┌──
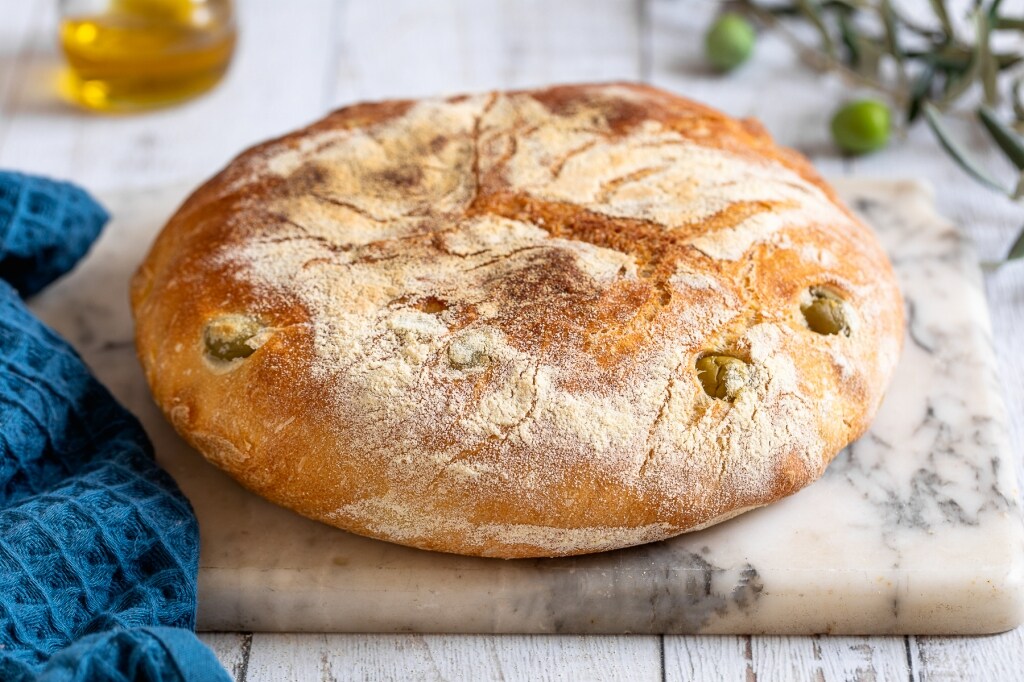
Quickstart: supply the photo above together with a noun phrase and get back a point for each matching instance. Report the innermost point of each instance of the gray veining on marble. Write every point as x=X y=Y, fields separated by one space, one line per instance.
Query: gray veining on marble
x=913 y=528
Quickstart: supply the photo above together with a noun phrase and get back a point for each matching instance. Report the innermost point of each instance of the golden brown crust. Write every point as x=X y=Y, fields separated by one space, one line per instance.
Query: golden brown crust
x=481 y=320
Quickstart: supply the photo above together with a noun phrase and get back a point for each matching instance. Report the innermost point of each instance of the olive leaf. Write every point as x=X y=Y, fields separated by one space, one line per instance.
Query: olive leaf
x=1009 y=24
x=1004 y=136
x=1017 y=95
x=936 y=69
x=922 y=88
x=939 y=8
x=986 y=61
x=957 y=153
└──
## WORK TO DO
Rewrite the listing with every "innermost point" replaced by "central point" and everything else left as is. Leave out the pictures.

## FINISHED EXERCISE
Quickstart: supply the photo above together with a noun phrase and get back a point for each matching instance. Report the central point of each instance of the gray veining on marble. Write every point as x=X y=Y, fields separated by one space, one line per instance.
Query: gray veining on marble
x=913 y=528
Quickstart: supply the photo above together with a noun phrase and get back a point for each matching instance. Report the central point of each instance of the golden brown crust. Write every point as x=X y=Y, fields separated by one space, one line per instance.
Query: golden brown crust
x=481 y=320
Quickstart: supply the photo above together with a noun phrase and get back a point for each matching instance. Report the central point of each instance of the olive leaf. Write every point as x=X y=Y, fields separated by one space, one line per instance.
Query: olive leaf
x=1009 y=24
x=1004 y=136
x=1017 y=95
x=936 y=69
x=922 y=88
x=939 y=8
x=986 y=61
x=957 y=153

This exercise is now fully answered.